[EXCERPT TO READ]
-- begin --

# Greetings from Finland!



## J-M (Oct 1, 2016)

Hello there! The wonderful people at KVR forums directed me here...

I'm a hobby musician from Finland! Music has been a part of my life from the very early days, I started learning piano when I was...perhaps nine years old? Can't remember exactly. :D Anyways, when I was thirteen I picked up the guitar and fell in love with metal music, which caused me to abandon the piano...I still regret that decision. So, I played in a band, demolished my social life in order to become a better player, despised everything that didn't have distortion, the usual stuff. When I got a little older I started writing songs that were not as metal as before, probably because of Devin Townsend. I recently took an interest into game and movie soundtracks (Hans Zimmer, duh) and currently I'm trying to hone my production and midi-orchestration skills, which is an never ending struggle...heh. I actually posted my newest creation here and I'm always looking to better myself, so please, give me feedback! Oh, currently I'm studying English in an university and wondering how I'll survive Black Friday because of those sweet, sweet discounted sample packs... Nice to meet ya!

As a shameless self promoter, here's the link leading to my song: http://vi-control.net/community/threads/the-nauzicaa-brigade-epic-orchestral-composition.56260/


----------



## BigImpactSound (Oct 1, 2016)

Welcome!


----------



## gtrwll (Oct 1, 2016)

Moro and welcome!


----------



## Lassi Tani (Oct 1, 2016)

Terse! Welcome and nice to meet a fellow Finn. I'll check your piece when I have time


----------



## FinGael (Nov 23, 2016)

Terwens


----------



## mc_deli (Nov 23, 2016)

Morientes!


----------



## mc_deli (Nov 23, 2016)

"Suomalaiset people..." in library afflicted credit card debt


----------



## Tatu (Nov 24, 2016)

Terve!


----------



## gravehill (Nov 26, 2016)

Juu, morjesta vaan...


----------

-- end --

(Entries on finding named things)
-- begin --

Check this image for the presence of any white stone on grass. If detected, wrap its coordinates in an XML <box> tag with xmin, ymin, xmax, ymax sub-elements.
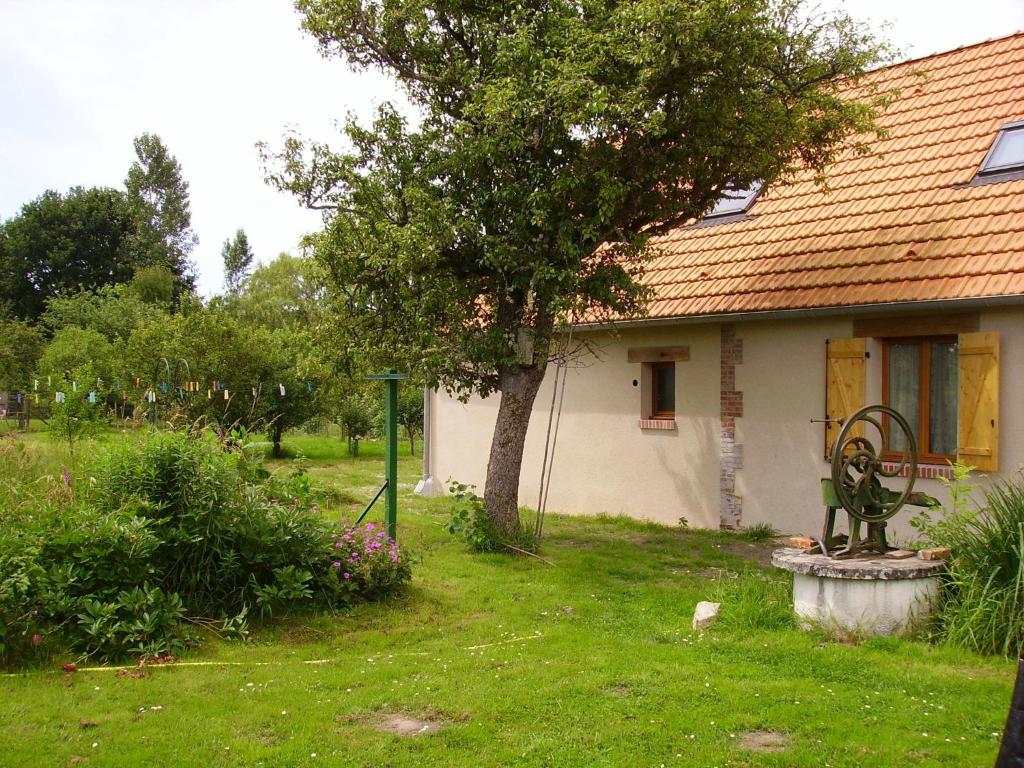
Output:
<box><xmin>693</xmin><ymin>600</ymin><xmax>722</xmax><ymax>630</ymax></box>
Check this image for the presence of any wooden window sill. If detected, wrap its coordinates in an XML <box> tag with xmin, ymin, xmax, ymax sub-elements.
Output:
<box><xmin>640</xmin><ymin>419</ymin><xmax>678</xmax><ymax>429</ymax></box>
<box><xmin>882</xmin><ymin>461</ymin><xmax>953</xmax><ymax>480</ymax></box>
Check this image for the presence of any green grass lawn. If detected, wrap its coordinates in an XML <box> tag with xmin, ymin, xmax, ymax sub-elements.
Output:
<box><xmin>0</xmin><ymin>437</ymin><xmax>1014</xmax><ymax>768</ymax></box>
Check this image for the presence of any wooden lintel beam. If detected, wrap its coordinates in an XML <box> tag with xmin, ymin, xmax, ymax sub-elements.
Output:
<box><xmin>626</xmin><ymin>346</ymin><xmax>690</xmax><ymax>362</ymax></box>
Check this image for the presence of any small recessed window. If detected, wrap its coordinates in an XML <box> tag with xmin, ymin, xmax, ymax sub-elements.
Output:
<box><xmin>979</xmin><ymin>122</ymin><xmax>1024</xmax><ymax>174</ymax></box>
<box><xmin>705</xmin><ymin>181</ymin><xmax>761</xmax><ymax>220</ymax></box>
<box><xmin>650</xmin><ymin>362</ymin><xmax>676</xmax><ymax>419</ymax></box>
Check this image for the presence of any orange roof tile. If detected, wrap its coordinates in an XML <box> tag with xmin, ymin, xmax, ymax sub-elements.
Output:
<box><xmin>643</xmin><ymin>33</ymin><xmax>1024</xmax><ymax>317</ymax></box>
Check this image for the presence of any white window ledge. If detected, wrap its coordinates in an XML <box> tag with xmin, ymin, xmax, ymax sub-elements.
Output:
<box><xmin>640</xmin><ymin>419</ymin><xmax>677</xmax><ymax>429</ymax></box>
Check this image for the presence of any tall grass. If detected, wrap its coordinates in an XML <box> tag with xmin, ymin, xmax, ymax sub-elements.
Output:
<box><xmin>923</xmin><ymin>478</ymin><xmax>1024</xmax><ymax>656</ymax></box>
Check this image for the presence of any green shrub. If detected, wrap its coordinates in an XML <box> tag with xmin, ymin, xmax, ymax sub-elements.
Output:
<box><xmin>0</xmin><ymin>530</ymin><xmax>47</xmax><ymax>659</ymax></box>
<box><xmin>915</xmin><ymin>468</ymin><xmax>1024</xmax><ymax>656</ymax></box>
<box><xmin>0</xmin><ymin>432</ymin><xmax>410</xmax><ymax>662</ymax></box>
<box><xmin>72</xmin><ymin>584</ymin><xmax>195</xmax><ymax>660</ymax></box>
<box><xmin>445</xmin><ymin>481</ymin><xmax>537</xmax><ymax>552</ymax></box>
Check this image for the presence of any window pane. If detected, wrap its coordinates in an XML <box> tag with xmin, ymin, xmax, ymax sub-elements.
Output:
<box><xmin>654</xmin><ymin>364</ymin><xmax>676</xmax><ymax>415</ymax></box>
<box><xmin>889</xmin><ymin>344</ymin><xmax>921</xmax><ymax>452</ymax></box>
<box><xmin>708</xmin><ymin>181</ymin><xmax>761</xmax><ymax>218</ymax></box>
<box><xmin>981</xmin><ymin>128</ymin><xmax>1024</xmax><ymax>171</ymax></box>
<box><xmin>928</xmin><ymin>341</ymin><xmax>959</xmax><ymax>455</ymax></box>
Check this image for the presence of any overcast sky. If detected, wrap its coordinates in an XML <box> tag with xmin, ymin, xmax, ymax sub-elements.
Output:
<box><xmin>6</xmin><ymin>0</ymin><xmax>1024</xmax><ymax>295</ymax></box>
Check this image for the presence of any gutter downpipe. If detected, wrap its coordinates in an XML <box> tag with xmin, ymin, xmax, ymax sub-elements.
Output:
<box><xmin>413</xmin><ymin>387</ymin><xmax>443</xmax><ymax>497</ymax></box>
<box><xmin>574</xmin><ymin>294</ymin><xmax>1024</xmax><ymax>331</ymax></box>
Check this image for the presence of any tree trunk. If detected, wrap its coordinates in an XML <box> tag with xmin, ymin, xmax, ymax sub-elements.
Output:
<box><xmin>273</xmin><ymin>424</ymin><xmax>285</xmax><ymax>459</ymax></box>
<box><xmin>995</xmin><ymin>657</ymin><xmax>1024</xmax><ymax>768</ymax></box>
<box><xmin>483</xmin><ymin>365</ymin><xmax>546</xmax><ymax>539</ymax></box>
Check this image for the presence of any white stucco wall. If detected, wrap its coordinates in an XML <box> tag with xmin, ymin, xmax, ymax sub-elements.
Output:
<box><xmin>736</xmin><ymin>318</ymin><xmax>856</xmax><ymax>535</ymax></box>
<box><xmin>432</xmin><ymin>306</ymin><xmax>1024</xmax><ymax>539</ymax></box>
<box><xmin>432</xmin><ymin>326</ymin><xmax>719</xmax><ymax>527</ymax></box>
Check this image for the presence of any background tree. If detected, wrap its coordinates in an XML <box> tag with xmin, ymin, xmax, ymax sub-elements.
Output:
<box><xmin>264</xmin><ymin>0</ymin><xmax>881</xmax><ymax>539</ymax></box>
<box><xmin>398</xmin><ymin>381</ymin><xmax>423</xmax><ymax>456</ymax></box>
<box><xmin>0</xmin><ymin>318</ymin><xmax>44</xmax><ymax>392</ymax></box>
<box><xmin>0</xmin><ymin>186</ymin><xmax>137</xmax><ymax>319</ymax></box>
<box><xmin>125</xmin><ymin>133</ymin><xmax>199</xmax><ymax>290</ymax></box>
<box><xmin>220</xmin><ymin>229</ymin><xmax>253</xmax><ymax>294</ymax></box>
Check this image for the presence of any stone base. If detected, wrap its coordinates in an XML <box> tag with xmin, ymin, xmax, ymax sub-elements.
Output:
<box><xmin>772</xmin><ymin>548</ymin><xmax>945</xmax><ymax>635</ymax></box>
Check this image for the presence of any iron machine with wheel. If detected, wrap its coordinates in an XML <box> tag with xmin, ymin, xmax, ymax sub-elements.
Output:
<box><xmin>810</xmin><ymin>406</ymin><xmax>937</xmax><ymax>558</ymax></box>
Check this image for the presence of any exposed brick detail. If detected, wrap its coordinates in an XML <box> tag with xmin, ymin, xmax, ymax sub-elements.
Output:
<box><xmin>718</xmin><ymin>325</ymin><xmax>743</xmax><ymax>528</ymax></box>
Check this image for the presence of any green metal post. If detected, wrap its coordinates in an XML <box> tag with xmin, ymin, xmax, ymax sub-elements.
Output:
<box><xmin>384</xmin><ymin>368</ymin><xmax>398</xmax><ymax>539</ymax></box>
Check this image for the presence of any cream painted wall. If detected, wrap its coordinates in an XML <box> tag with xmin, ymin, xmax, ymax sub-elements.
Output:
<box><xmin>736</xmin><ymin>318</ymin><xmax>853</xmax><ymax>535</ymax></box>
<box><xmin>431</xmin><ymin>307</ymin><xmax>1024</xmax><ymax>538</ymax></box>
<box><xmin>431</xmin><ymin>326</ymin><xmax>719</xmax><ymax>527</ymax></box>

-- end --

[EXERCISE TASK 1] Transcribe the welcome thread from "As a shameless" to "BigImpactSound (Oct 1, 2016)".
[EXERCISE TASK 2]
Answer these questions from the welcome thread.
(a) At what age did J-M pick up the guitar?
(b) What subject is J-M studying at university?
(c) Which user said they would check J-M's piece when they had time?
Rely only on the welcome thread, not on the data.

[TASK RESPONSE 1]
As a shameless self promoter, here's the link leading to my song: http://vi-control.net/community/threads/the-nauzicaa-brigade-epic-orchestral-composition.56260/


----------



## BigImpactSound (Oct 1, 2016)

[TASK RESPONSE 2]
(a) Thirteen
(b) English
(c) Lassi Tani